──────── Text provided ────────
The international secretary of Azov’s political party, Olena Semenyaka, complained about media coverage of RAM on Facebook in June 2019, criticizing what she called “tremendous efforts by ‘independent’ media to make these idealistic, polite, and reasonable lads look like some serious extremists.”
Growing international networks like these leave Claus, who is currently writing a book about the European far-right’s combat sports, concerned.
“The development [of this scene] is very dangerous,” he said. “Militant neo-Nazis use combat sports to professionalize their violence.” The far-right’s interest in violence is well established. But what is new, he told me, is the growth of far-right MMA events all over Europe, as well as associated clothing labels and international networks led by figures like Nikitin. One of the largest far-right MMA events, Claus says, is in Germany: the “Kampf der Nibelungen“ (Battle of the Nibelungen), part of Nikitin’s White Rex network. It’s an event that members of RAM have also attended.
The “valorization of violence,” in the words of far-right extremism scholar Cynthia Miller-Idriss, runs through everything at the Reconquista club, inside and outside the fighting ring. Certain aesthetic choices that could be interpreted as innocent or a bit eccentric in a different context—a fake skull mounted on a Ukrainian trident on the wall, a shelf in the men’s bathroom “for your pistol,” or a check that comes in a leather holster—take on a more serious meaning given Azov ownership.
Even the placemat on my table was part of the design. With Ukrainian on the left and English on the right, you can, while you eat, read a spiel about what the word “Reconquista” means to Azov. They, like other far-right groups, have borrowed the word from the fifteenth-century expulsion of Muslims from Spain and given it a new meaning as a quest to keep all perceived non-Europeans out of the continent.
“Reconquista is a call for the reconquest of the World—the world to come,” the placemat proclaimed in clear, albeit slightly awkward, English. “Reconquista will make Europe great again. Reconquista has already begun. Has begun from Ukraine. The future belongs to us!”
──────── Given data ────────
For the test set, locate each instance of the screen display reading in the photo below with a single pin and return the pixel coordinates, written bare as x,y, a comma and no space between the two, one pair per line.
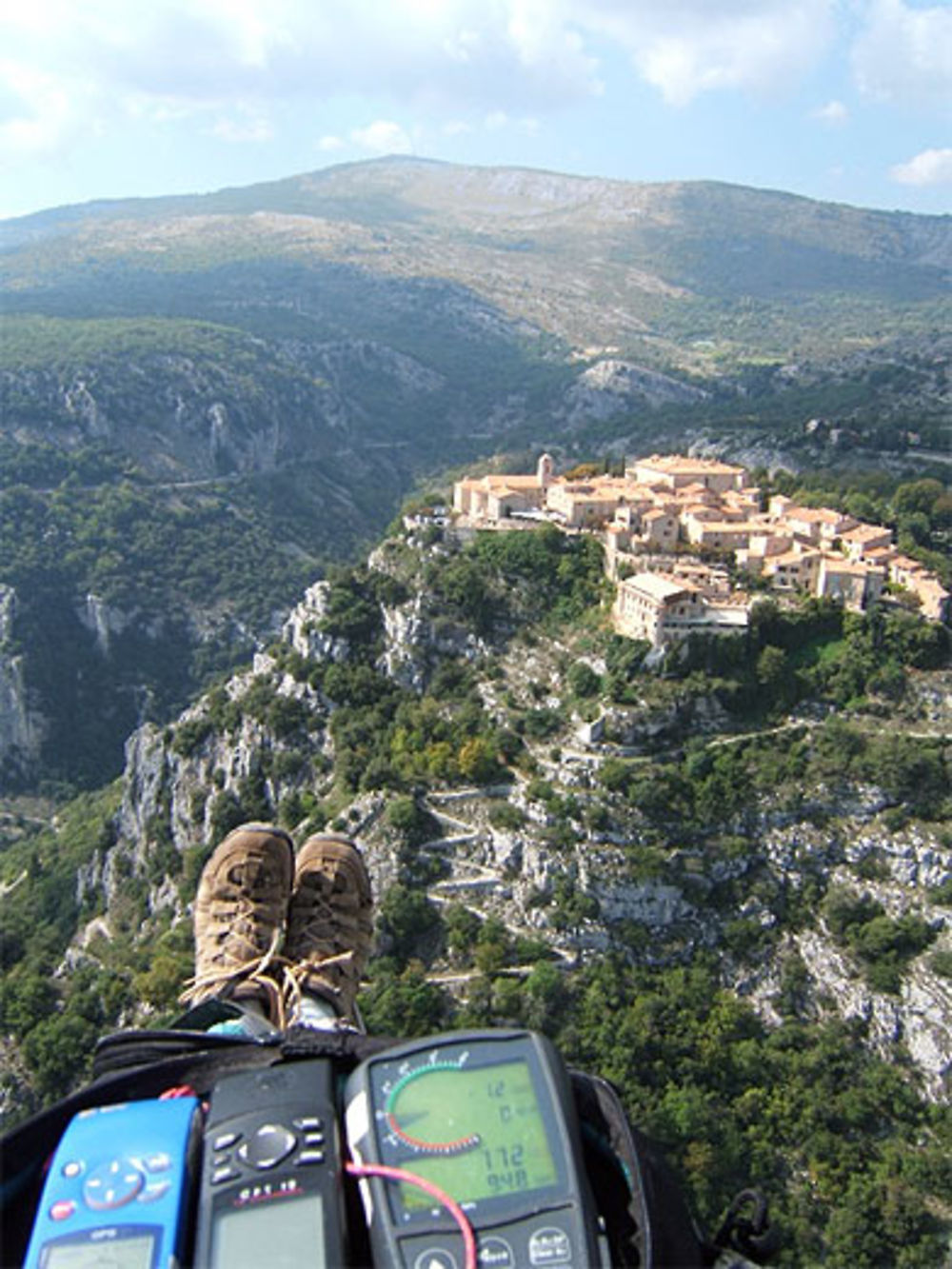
475,1131
280,1234
125,1252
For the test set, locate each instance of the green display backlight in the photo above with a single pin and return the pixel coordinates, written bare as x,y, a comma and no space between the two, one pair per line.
478,1132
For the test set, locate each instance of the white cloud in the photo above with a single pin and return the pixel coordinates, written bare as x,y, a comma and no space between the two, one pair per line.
243,127
929,168
461,60
688,47
40,114
383,137
904,54
834,114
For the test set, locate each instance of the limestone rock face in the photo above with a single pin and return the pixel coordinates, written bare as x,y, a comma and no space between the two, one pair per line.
22,728
612,385
301,628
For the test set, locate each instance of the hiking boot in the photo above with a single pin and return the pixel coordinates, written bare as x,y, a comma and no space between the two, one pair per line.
330,925
239,917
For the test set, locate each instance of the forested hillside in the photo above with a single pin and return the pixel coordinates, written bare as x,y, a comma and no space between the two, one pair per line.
725,884
205,401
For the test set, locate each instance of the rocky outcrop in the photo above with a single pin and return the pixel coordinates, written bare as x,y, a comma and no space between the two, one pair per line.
611,386
22,727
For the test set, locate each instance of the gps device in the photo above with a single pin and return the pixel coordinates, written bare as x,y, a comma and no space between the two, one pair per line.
487,1117
272,1191
116,1196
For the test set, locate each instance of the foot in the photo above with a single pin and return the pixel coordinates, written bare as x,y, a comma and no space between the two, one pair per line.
239,915
330,924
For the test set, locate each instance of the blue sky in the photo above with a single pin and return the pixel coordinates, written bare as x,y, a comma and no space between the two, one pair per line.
848,100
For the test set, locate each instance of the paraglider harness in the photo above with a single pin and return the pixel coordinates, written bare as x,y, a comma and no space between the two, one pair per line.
644,1219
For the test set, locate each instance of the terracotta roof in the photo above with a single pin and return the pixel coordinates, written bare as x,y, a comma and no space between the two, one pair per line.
658,585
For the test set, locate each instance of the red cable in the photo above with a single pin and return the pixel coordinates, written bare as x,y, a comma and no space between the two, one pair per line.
400,1174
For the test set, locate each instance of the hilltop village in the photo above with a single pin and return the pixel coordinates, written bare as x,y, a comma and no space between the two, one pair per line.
672,523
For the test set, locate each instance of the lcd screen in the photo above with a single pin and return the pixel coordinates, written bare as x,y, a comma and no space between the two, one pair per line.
478,1132
133,1250
284,1234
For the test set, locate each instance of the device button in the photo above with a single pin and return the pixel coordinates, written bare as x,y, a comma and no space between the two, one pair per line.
154,1192
495,1254
112,1184
268,1146
436,1258
550,1246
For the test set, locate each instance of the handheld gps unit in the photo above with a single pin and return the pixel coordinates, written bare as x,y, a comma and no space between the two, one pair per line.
272,1188
487,1117
117,1191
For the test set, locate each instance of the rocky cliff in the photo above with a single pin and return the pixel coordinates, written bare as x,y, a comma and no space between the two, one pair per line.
546,848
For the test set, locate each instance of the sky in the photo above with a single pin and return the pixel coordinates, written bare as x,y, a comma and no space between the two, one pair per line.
847,100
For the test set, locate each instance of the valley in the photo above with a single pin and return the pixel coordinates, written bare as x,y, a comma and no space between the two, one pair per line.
719,869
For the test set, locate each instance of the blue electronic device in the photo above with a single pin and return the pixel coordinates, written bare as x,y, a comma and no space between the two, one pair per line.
118,1187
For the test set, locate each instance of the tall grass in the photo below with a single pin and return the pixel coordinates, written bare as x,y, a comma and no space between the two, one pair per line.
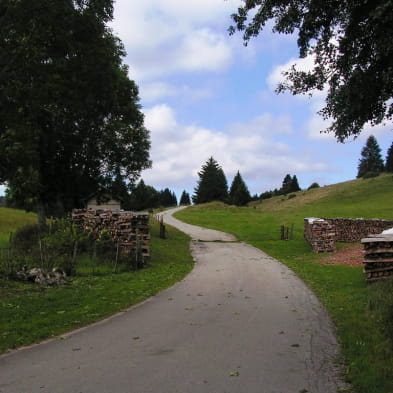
────────
- [The problem]
Answer these from the text about Azov and far-right combat sports:
(a) What position does Olena Semenyaka hold?
(b) What far-right MMA event in Germany does Claus name as one of the largest?
(c) In which two languages is the placemat at the Reconquista club written?

- [Solution for this problem]
(a) She is the international secretary of Azov's political party.
(b) The "Kampf der Nibelungen" (Battle of the Nibelungen), part of Nikitin's White Rex network.
(c) Ukrainian, on the left, and English, on the right.